▶ WHAT YOU ARE ASKED TO DO:
Transcribe all of the records, leaving out any pictures.

▶ SOURCE RECORDS:
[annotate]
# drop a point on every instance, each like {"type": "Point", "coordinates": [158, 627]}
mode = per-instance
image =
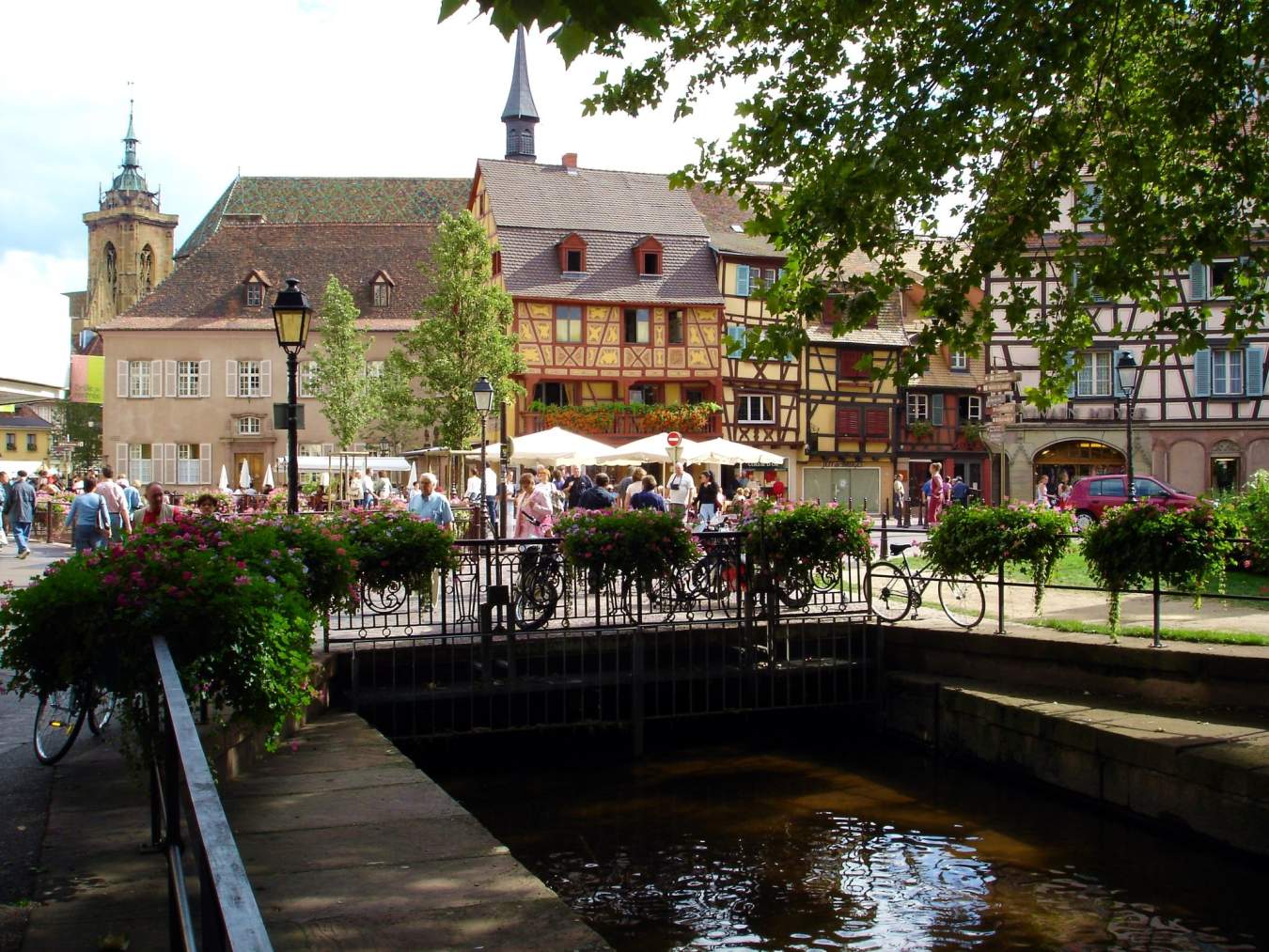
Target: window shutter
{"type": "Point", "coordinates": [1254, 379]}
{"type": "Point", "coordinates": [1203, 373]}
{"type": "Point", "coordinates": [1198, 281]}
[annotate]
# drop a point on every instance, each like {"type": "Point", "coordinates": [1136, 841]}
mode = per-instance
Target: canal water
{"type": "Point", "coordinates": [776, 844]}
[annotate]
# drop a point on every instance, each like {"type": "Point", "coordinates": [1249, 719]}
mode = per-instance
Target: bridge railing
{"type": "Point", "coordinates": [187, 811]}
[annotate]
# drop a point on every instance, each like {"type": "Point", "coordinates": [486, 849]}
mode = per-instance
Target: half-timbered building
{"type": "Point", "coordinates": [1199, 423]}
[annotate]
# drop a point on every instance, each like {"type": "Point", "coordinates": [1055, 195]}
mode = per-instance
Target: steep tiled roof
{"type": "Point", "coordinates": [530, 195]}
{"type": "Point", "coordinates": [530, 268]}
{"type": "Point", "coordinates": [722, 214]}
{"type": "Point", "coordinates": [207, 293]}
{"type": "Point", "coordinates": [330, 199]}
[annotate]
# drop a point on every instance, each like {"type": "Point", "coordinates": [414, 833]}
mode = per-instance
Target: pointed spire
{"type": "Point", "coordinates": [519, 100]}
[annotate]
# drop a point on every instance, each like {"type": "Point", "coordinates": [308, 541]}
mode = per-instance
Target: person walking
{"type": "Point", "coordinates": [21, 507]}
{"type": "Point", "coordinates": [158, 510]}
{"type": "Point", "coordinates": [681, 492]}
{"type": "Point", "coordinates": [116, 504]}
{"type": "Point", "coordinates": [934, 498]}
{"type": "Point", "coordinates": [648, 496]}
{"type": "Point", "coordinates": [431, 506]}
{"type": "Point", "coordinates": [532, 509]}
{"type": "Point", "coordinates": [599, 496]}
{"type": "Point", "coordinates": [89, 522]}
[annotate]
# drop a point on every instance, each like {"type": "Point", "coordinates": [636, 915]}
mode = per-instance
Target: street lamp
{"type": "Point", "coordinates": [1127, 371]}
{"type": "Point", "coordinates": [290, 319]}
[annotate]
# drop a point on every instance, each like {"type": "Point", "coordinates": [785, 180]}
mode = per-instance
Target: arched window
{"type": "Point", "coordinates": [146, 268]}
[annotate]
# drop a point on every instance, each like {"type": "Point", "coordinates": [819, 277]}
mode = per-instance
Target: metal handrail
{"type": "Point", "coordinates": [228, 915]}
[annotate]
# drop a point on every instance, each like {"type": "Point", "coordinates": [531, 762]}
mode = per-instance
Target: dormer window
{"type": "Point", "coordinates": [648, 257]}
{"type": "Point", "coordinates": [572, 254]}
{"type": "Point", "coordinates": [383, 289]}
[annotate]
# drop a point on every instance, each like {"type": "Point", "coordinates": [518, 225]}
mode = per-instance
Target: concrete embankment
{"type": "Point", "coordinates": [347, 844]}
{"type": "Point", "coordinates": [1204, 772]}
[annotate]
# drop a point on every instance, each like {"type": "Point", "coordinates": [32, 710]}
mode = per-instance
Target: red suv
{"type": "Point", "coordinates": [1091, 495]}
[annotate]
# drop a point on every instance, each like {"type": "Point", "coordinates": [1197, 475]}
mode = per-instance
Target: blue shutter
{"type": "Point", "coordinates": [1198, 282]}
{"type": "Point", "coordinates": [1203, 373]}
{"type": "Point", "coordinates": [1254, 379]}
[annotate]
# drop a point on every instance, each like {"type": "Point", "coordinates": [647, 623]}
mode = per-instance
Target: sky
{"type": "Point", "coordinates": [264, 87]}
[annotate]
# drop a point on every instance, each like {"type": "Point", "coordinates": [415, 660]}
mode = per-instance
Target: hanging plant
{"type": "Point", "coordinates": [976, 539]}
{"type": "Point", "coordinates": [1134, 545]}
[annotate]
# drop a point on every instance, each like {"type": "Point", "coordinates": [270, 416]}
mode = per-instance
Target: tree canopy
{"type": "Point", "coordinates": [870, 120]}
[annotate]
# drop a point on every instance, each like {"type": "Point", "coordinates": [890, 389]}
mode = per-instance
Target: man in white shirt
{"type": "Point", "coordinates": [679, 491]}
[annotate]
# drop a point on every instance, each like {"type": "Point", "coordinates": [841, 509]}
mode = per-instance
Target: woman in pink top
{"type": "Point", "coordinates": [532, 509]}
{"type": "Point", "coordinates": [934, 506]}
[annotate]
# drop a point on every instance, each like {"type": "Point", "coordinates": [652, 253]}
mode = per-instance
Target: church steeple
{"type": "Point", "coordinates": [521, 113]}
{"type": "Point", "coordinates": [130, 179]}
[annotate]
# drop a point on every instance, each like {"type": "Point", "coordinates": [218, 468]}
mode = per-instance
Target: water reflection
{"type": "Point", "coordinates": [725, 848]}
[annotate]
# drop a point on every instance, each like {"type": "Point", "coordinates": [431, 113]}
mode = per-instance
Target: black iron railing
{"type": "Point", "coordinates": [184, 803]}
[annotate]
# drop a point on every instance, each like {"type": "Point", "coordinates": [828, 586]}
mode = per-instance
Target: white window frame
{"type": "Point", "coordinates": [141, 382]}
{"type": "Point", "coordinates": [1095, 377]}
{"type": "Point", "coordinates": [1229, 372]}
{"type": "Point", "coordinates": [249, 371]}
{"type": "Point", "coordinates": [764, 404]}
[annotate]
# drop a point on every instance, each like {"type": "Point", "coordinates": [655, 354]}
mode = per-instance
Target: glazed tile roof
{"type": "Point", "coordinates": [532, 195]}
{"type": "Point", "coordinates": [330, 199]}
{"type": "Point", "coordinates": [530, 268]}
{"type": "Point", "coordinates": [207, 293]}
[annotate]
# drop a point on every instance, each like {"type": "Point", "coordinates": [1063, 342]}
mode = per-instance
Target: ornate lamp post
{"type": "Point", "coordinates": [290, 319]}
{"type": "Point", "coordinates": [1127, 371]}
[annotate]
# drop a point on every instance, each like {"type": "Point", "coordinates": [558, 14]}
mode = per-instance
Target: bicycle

▶ EXPECTED ANSWER:
[annotate]
# drop a point on every instance, each like {"type": "Point", "coordinates": [158, 627]}
mode = per-instance
image =
Target: window shutter
{"type": "Point", "coordinates": [1254, 379]}
{"type": "Point", "coordinates": [1203, 373]}
{"type": "Point", "coordinates": [1198, 281]}
[annotate]
# drop a point on every instance, each like {"type": "Point", "coordinates": [1136, 841]}
mode = per-instance
Target: canal water
{"type": "Point", "coordinates": [776, 844]}
[annotate]
# drop a point on every instance, each like {"type": "Point", "coordinates": [1249, 719]}
mode = per-instance
Target: bridge railing
{"type": "Point", "coordinates": [187, 811]}
[annotate]
# drop a point on every instance, each like {"type": "Point", "coordinates": [486, 849]}
mode = per-instance
Target: half-timbered building
{"type": "Point", "coordinates": [1199, 423]}
[annotate]
# drop a point on every instance, each like {"type": "Point", "coordinates": [1055, 195]}
mode = per-instance
Target: steep tiled roof
{"type": "Point", "coordinates": [530, 195]}
{"type": "Point", "coordinates": [530, 268]}
{"type": "Point", "coordinates": [722, 214]}
{"type": "Point", "coordinates": [207, 293]}
{"type": "Point", "coordinates": [330, 199]}
[annotate]
# drop a point on every instance, each like {"type": "Point", "coordinates": [414, 833]}
mode = per-instance
Target: pointed spire
{"type": "Point", "coordinates": [519, 100]}
[annotate]
# drop a point on every instance, each like {"type": "Point", "coordinates": [308, 541]}
mode = per-instance
Target: person walking
{"type": "Point", "coordinates": [21, 507]}
{"type": "Point", "coordinates": [158, 510]}
{"type": "Point", "coordinates": [681, 492]}
{"type": "Point", "coordinates": [116, 504]}
{"type": "Point", "coordinates": [934, 498]}
{"type": "Point", "coordinates": [648, 496]}
{"type": "Point", "coordinates": [431, 506]}
{"type": "Point", "coordinates": [532, 509]}
{"type": "Point", "coordinates": [599, 496]}
{"type": "Point", "coordinates": [89, 522]}
[annotate]
# drop a point on every instance, each like {"type": "Point", "coordinates": [636, 915]}
mode = per-instance
Target: street lamp
{"type": "Point", "coordinates": [1127, 371]}
{"type": "Point", "coordinates": [290, 319]}
[annotate]
# drop a point on every instance, each like {"type": "Point", "coordinates": [785, 180]}
mode = per-instance
Target: arched window
{"type": "Point", "coordinates": [146, 268]}
[annotate]
# drop a point on every instance, each like {"type": "Point", "coordinates": [819, 277]}
mode = per-instance
Target: metal handrail
{"type": "Point", "coordinates": [228, 915]}
[annotate]
# drop a point on every instance, each like {"type": "Point", "coordinates": [531, 762]}
mode = per-instance
Target: dormer window
{"type": "Point", "coordinates": [648, 257]}
{"type": "Point", "coordinates": [572, 254]}
{"type": "Point", "coordinates": [383, 289]}
[annotate]
# drop a point on every instance, each like {"type": "Point", "coordinates": [518, 225]}
mode = per-instance
Target: concrete embankment
{"type": "Point", "coordinates": [347, 844]}
{"type": "Point", "coordinates": [1204, 772]}
[annotate]
# drop a point on every instance, each like {"type": "Point", "coordinates": [32, 710]}
mode = per-instance
Target: red suv
{"type": "Point", "coordinates": [1091, 495]}
[annotate]
# drop a point on every instance, each like {"type": "Point", "coordinates": [1197, 475]}
mode = per-instance
Target: blue shutter
{"type": "Point", "coordinates": [1198, 282]}
{"type": "Point", "coordinates": [1203, 373]}
{"type": "Point", "coordinates": [1254, 379]}
[annotate]
# drop a point on every instance, each like {"type": "Point", "coordinates": [647, 623]}
mode = per-instance
Target: sky
{"type": "Point", "coordinates": [264, 87]}
[annotate]
# drop a point on every instance, each like {"type": "Point", "coordinates": [415, 660]}
mode = per-instance
Target: hanging plant
{"type": "Point", "coordinates": [976, 539]}
{"type": "Point", "coordinates": [1134, 545]}
[annotate]
# drop a point on every instance, each like {"type": "Point", "coordinates": [270, 416]}
mode = per-instance
Target: tree canopy
{"type": "Point", "coordinates": [870, 120]}
[annotate]
# drop a point on every instance, each like {"type": "Point", "coordinates": [890, 389]}
mode = per-instance
Target: man in white shirt
{"type": "Point", "coordinates": [679, 491]}
[annotate]
# drop a point on every instance, each like {"type": "Point", "coordinates": [841, 509]}
mode = per-instance
Target: woman in pink top
{"type": "Point", "coordinates": [532, 509]}
{"type": "Point", "coordinates": [934, 506]}
[annotate]
# drop a point on every instance, each like {"type": "Point", "coordinates": [652, 253]}
mode = per-instance
Target: church steeple
{"type": "Point", "coordinates": [521, 113]}
{"type": "Point", "coordinates": [130, 179]}
[annotate]
# drop a point on every instance, each like {"type": "Point", "coordinates": [218, 468]}
mode = per-instance
Target: water reflection
{"type": "Point", "coordinates": [725, 848]}
[annotate]
# drop a point on every instance, each like {"type": "Point", "coordinates": [431, 113]}
mode = per-instance
Target: black iron railing
{"type": "Point", "coordinates": [184, 803]}
[annotate]
# drop a point on every instance, each like {"type": "Point", "coordinates": [828, 586]}
mode = per-instance
Target: white window frame
{"type": "Point", "coordinates": [141, 382]}
{"type": "Point", "coordinates": [1095, 377]}
{"type": "Point", "coordinates": [1229, 372]}
{"type": "Point", "coordinates": [249, 371]}
{"type": "Point", "coordinates": [764, 404]}
[annotate]
# drop a point on every instance, each like {"type": "Point", "coordinates": [655, 354]}
mode = per-instance
Target: glazed tile roof
{"type": "Point", "coordinates": [532, 195]}
{"type": "Point", "coordinates": [330, 199]}
{"type": "Point", "coordinates": [530, 268]}
{"type": "Point", "coordinates": [207, 293]}
[annotate]
# drop a point on every instance, each like {"type": "Point", "coordinates": [1063, 342]}
mode = per-instance
Target: ornate lamp post
{"type": "Point", "coordinates": [290, 319]}
{"type": "Point", "coordinates": [1127, 371]}
[annotate]
# drop a point on every instance, each like {"type": "Point", "coordinates": [558, 14]}
mode = per-instance
Target: bicycle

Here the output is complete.